[Passage shown — start]
I just realized that the new Superman/Batman animated movie comes out on DVD tomorrow, along with Madonna's new Celebration album and DVD and realized, whoops, maybe I quit my job too soon. Well... I mean, it was so not worth the aggravation, but oh yeah, that's how you get money. And don't give me that Christmas is just around the corner nonsense. Like I'm going to wait to get these! It wouldn't be so bad, but we have that vacation coming up, so I really ought not to be spending money on non essentials, but we all know I'm going to anyway.
Also, aggravating is DC Universe Classics Wave 10 is hitting Walmart right now. So far, I haven't found them and luckily, I only want four of them, so yay that's $60 versus $95. But, I mean... it's still $60. I went hunting for them last week and didn't find them, but I did find the large Gotham City 5-Pack for $55. The problem was, I only wanted the Lex Luthor figure that was included. I already have Batman and he's dressed in my favorite version of his costume (where his cape, cowl, boots and gloves are royal blue like on the Super Friends) and Superman. I don't have Catwoman, but this version was wearing a rather garish lavender catsuit, so I didn't really want her and I didn't want Two Face because I just don't really like him. So obviously, I couldn't justify paying $55 for just one action figure. But then again, I didn't have Catwoman and Two Face and even though I wasn't crazy about them, they'd still help fill out my collection. Oh! And I could put THIS Batman (with black cape, etc.) on my shelf with the other Bat-Characters and move THAT Batman over to my Justice League/Super Friends shelves and I could put this Superman with the other Super-Characters! So there was no waste at all!!! I could use all of these so I HAD to buy the set! I love my brain sometimes!
The vacation is complicating the job hunting process, because I watched Flipping Out and this guy they hired, on his first day, asked for a day off. To go see Buffett. Which, quick aside, if someone gave me a Buffett ticket, I'd go to my job and say, "Hey, can you please schedule me an extra shift on this day so I don't have to go to a Buffett concert? Thanks!" But anyway, so we leave on Oct. 7th, which is... holy crap, next week! So yeah, I don't want to apply for a job and then be like, "Oh p.s., I'm leaving for a week. That's cool, right?" Not only that, but we're going to Memphis the first week of November. Oh here's another aside. So David said he wanted to leave on Saturday, Halloween. I was like, "So we're gonna miss Halloween?" And he was like, "Oh, I thought it would be fun to spend Halloween night in Memphis." WHY THE F!@#$ WOULD IT BE FUN TO SPEND HALLOWEEN NIGHT IN MEMPHIS?! We don't know anything about the city nor any person living there! That makes no sense whatsoever! I don't even have plans yet, but I still want to be home to give out candy at the very least! Also, I SO FREAKING LOVE my costume idea! So someone invite me to a party.
So curse you, my jet-setting lifestyle! Also, it would probably help if I had SOME clue as to what I want to do. I can't get a real job with my awesome 12 year-old degree in Creative Writing which of course I never did anything with... well, except for this. Maybe I should print these out and attach them to my resume. "You see it's a play on words! Fantasy! Get it?!" I'd LIKE to go back to school, but don't know how financially prudent that would be. I could get a part-time at the same time, but do I really want to go back to being 21 again? I read Texts From Last Night and the answer is no. (Check out http://www.textsfromlastnight.com/ ... Hey! Hey! Finish reading this first!) I mean, I have a home life now. Do I really want to spend days in class and nights... doing whatever someone will give me money to do? (Seriously, I saw that Busken was hiring and considered it.)
[Passage shown — finish]
■ Problem ■
Carry on with the blog post about quitting a job and job hunting, writing what comes after its final sentence.
[Record set — start]
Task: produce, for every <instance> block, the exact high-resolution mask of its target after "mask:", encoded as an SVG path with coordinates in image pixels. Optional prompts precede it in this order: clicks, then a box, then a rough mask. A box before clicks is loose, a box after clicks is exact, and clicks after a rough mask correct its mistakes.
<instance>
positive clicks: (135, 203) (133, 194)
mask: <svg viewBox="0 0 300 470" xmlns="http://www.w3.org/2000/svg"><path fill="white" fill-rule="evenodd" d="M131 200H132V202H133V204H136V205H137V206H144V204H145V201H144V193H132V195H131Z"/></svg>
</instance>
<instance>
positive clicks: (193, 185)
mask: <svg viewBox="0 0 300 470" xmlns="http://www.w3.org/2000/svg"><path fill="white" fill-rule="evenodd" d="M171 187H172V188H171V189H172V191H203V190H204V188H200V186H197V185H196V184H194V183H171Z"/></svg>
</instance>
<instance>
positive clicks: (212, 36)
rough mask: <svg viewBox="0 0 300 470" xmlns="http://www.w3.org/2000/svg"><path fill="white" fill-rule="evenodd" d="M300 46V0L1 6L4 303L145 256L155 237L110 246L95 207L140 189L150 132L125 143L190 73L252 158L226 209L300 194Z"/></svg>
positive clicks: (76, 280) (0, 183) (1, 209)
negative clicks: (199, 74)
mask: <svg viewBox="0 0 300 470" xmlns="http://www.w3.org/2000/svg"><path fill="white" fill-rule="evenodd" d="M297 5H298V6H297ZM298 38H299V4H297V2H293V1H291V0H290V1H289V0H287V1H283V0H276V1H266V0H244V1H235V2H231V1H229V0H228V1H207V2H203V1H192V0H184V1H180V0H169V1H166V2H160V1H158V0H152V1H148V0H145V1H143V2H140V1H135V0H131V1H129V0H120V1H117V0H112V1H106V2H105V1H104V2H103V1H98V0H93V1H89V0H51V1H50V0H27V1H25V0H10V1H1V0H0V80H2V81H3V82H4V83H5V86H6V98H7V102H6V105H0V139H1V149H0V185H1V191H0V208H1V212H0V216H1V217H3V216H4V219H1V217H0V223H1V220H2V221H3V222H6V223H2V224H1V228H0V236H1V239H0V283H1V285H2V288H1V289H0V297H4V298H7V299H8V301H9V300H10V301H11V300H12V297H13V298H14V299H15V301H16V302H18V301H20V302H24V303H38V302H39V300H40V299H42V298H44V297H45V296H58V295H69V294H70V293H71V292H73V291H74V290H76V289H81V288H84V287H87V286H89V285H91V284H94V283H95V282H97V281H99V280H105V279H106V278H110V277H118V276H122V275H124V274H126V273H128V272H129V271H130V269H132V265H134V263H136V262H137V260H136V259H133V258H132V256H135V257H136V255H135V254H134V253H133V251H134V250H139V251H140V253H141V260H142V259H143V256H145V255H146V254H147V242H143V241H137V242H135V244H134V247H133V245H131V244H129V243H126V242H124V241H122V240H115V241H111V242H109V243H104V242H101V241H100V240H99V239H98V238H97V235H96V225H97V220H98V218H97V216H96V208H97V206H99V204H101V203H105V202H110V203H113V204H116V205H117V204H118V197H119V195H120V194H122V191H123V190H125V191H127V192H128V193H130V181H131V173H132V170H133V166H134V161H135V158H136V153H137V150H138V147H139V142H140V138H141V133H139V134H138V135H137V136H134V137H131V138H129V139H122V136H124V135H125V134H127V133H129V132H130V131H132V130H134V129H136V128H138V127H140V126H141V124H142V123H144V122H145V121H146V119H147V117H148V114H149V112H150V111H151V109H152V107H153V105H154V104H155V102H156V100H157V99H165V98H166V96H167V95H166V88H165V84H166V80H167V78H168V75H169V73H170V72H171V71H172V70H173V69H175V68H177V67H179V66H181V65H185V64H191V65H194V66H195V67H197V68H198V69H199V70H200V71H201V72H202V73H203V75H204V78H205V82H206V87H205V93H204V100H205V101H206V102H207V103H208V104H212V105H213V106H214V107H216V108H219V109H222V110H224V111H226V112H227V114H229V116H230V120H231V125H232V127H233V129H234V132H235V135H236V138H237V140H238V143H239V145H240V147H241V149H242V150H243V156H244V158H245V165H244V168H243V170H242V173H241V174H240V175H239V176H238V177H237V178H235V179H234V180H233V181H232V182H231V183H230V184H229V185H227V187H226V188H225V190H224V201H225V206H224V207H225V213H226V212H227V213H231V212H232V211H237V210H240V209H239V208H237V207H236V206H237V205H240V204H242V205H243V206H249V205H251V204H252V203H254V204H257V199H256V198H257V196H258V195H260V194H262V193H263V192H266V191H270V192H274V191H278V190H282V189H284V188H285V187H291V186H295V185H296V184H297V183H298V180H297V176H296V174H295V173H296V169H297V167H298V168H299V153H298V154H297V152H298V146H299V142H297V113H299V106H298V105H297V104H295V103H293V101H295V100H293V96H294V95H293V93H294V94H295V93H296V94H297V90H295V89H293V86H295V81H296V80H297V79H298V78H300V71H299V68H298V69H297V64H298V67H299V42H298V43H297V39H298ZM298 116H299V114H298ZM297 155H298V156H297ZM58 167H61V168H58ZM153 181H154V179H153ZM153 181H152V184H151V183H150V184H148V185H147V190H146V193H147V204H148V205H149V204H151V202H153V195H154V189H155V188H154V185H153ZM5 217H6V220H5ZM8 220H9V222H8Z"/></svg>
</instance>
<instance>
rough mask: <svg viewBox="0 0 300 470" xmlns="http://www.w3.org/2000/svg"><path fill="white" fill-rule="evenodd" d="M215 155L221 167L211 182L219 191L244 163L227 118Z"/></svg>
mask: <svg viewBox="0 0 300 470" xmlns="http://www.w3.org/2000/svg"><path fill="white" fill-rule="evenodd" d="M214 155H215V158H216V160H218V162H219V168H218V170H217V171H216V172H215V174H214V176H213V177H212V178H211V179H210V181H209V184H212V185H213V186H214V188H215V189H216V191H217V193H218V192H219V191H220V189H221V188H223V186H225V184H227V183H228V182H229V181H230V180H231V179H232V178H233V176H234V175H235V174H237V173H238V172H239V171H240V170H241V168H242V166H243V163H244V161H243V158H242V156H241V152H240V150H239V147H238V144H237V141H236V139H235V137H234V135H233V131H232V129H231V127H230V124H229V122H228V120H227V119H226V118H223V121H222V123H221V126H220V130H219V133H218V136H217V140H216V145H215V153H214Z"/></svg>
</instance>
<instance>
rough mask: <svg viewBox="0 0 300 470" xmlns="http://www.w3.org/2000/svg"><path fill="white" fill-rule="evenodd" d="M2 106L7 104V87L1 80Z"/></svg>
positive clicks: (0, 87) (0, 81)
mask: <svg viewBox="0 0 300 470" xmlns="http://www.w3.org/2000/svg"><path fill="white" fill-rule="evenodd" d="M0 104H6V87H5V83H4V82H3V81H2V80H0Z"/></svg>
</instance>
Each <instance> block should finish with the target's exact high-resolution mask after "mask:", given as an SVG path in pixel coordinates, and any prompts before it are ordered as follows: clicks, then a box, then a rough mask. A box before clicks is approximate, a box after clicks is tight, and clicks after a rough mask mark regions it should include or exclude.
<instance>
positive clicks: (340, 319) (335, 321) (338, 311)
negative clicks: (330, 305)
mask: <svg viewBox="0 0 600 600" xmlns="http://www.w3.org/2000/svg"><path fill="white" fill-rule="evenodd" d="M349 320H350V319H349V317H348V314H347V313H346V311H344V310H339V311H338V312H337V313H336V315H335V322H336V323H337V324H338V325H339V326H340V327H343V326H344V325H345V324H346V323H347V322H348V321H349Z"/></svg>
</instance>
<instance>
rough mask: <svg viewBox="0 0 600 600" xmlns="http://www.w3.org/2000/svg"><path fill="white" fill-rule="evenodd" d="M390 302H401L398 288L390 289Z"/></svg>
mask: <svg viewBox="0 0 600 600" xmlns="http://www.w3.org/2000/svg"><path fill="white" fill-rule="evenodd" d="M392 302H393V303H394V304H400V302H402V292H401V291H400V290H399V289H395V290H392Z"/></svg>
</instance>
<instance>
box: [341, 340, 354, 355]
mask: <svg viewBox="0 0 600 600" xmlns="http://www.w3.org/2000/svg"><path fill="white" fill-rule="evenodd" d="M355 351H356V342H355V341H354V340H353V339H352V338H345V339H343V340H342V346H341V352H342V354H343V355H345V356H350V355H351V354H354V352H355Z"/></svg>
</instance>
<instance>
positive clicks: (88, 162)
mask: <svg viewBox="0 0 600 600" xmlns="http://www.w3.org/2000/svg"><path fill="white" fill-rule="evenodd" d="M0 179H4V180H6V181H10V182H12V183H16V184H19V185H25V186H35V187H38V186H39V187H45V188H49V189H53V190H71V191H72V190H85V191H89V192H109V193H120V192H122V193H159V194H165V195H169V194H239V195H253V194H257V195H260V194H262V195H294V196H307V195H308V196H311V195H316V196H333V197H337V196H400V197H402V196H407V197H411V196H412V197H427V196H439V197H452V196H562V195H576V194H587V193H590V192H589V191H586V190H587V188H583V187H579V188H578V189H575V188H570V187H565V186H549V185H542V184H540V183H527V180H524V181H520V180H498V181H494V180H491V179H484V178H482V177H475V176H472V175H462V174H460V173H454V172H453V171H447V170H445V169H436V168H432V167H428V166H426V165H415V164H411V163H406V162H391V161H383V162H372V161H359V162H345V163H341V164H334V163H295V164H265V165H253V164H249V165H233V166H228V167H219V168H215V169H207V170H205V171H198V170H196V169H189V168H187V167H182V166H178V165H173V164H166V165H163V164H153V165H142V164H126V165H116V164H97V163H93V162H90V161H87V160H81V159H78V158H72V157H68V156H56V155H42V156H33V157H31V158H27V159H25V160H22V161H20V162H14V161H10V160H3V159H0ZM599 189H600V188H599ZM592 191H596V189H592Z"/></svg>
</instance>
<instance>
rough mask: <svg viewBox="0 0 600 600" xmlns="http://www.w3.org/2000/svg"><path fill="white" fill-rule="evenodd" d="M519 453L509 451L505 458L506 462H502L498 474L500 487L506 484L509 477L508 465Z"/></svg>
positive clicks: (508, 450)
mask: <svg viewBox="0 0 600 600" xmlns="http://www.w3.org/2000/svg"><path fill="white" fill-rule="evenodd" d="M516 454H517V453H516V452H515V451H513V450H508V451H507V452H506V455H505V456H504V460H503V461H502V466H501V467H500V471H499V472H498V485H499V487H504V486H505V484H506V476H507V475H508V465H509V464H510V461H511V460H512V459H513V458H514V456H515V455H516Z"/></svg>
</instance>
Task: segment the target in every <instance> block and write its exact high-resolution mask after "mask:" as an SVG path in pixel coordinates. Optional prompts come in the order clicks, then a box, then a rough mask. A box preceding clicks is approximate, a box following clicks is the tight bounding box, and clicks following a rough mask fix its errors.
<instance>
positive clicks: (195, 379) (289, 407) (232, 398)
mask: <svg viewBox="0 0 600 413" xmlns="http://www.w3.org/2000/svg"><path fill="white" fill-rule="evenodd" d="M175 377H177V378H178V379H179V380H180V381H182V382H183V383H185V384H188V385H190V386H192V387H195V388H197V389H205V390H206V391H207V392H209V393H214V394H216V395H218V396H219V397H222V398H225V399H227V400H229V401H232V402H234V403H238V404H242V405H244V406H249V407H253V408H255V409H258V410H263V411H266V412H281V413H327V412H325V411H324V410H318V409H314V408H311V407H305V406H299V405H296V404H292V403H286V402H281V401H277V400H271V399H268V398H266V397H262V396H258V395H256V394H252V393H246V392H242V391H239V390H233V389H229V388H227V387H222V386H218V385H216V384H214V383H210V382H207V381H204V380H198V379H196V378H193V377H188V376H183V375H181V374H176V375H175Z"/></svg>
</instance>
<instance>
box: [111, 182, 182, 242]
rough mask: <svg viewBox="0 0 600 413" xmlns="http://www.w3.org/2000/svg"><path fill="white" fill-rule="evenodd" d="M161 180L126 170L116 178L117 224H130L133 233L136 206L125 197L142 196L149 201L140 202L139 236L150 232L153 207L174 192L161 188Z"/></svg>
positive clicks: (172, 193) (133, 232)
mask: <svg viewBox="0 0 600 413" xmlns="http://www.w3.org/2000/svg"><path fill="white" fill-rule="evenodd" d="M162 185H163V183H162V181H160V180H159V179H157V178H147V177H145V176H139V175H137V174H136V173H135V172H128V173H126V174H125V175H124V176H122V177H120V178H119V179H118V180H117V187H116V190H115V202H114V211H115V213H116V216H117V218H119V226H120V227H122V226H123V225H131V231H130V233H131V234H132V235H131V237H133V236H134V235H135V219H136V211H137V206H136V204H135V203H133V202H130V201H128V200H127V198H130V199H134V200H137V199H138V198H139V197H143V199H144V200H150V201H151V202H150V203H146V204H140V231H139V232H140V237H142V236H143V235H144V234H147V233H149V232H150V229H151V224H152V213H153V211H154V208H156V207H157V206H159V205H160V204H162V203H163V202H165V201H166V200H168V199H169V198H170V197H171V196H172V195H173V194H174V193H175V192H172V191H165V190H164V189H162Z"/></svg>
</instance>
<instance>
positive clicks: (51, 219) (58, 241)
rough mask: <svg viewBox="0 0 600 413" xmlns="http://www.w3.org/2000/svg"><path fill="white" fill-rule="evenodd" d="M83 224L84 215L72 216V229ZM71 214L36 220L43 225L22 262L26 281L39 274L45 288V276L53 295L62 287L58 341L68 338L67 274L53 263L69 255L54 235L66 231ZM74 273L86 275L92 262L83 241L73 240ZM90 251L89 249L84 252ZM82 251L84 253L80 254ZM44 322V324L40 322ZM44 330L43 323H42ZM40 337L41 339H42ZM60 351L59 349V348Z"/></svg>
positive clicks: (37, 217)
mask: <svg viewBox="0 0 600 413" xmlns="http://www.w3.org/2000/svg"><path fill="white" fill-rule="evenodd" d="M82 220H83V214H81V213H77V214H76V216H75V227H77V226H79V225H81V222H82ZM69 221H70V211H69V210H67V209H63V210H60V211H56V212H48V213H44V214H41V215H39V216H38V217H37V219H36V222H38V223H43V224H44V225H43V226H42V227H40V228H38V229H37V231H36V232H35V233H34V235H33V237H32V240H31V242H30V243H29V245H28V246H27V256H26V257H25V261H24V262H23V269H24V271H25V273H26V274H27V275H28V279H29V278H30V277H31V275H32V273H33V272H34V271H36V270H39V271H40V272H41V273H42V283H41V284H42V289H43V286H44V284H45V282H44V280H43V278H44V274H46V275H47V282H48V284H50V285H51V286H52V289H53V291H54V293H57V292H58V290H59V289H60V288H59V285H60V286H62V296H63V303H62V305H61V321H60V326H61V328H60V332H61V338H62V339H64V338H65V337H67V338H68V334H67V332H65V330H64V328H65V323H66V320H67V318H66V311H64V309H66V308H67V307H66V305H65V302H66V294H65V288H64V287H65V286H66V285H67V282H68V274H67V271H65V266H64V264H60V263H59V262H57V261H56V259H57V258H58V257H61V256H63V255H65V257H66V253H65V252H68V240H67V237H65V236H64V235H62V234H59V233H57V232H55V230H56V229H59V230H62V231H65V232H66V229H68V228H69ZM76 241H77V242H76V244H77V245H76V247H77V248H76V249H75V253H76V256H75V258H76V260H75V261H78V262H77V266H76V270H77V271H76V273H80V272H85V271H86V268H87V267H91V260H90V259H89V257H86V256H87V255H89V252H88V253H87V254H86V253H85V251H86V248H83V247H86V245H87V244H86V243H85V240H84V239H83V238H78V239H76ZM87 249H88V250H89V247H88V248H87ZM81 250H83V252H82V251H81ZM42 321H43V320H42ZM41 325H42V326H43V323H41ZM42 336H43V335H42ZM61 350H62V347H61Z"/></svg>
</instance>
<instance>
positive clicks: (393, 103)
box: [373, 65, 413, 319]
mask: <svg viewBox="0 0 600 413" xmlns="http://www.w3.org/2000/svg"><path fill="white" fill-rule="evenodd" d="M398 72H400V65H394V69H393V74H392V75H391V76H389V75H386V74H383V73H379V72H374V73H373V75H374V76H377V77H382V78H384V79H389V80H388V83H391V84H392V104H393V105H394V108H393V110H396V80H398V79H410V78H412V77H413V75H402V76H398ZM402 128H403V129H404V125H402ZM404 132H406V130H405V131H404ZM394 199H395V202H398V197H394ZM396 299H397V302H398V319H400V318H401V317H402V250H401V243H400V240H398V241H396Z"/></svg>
[Record set — finish]
■ Response area ■
I'm not really driven. I envy people who knew all along what they wanted to do with their lives. Well, I kinda knew, but didn't have the patience to stick with it. Hard work. Boo. Also, I started out at art school, but it was impossible to get into any classes! I went two years without being able to take Basic Drawing I because it filled up so quickly! But now it's like, even if I do get into a program I like, will I REALLY be able to compete with all the fresh-faced 21 year-olds who are so much hipper and more in touch with current fads and trends... I realized how behind I was, watching that Windows commercial where the 5 year-old girl creates a Power Point slide show and realized I was less savy than a 5 year-old! I don't know how to do anything except download songs and order clothes. And toys.
So maybe I should wait to get back from the trip (Chicago/Napa/San Fran) to start hunting. Or maybe I should apply now and hopefully do interviews when I get back. Now the question is... apply where? Oh well, not going to let it bother me now. And no matter how lost I am right now, it doesn't remotely compare to how fried, frustrated and stressed I was at work. (See, how I can't even use that place's name anymore?)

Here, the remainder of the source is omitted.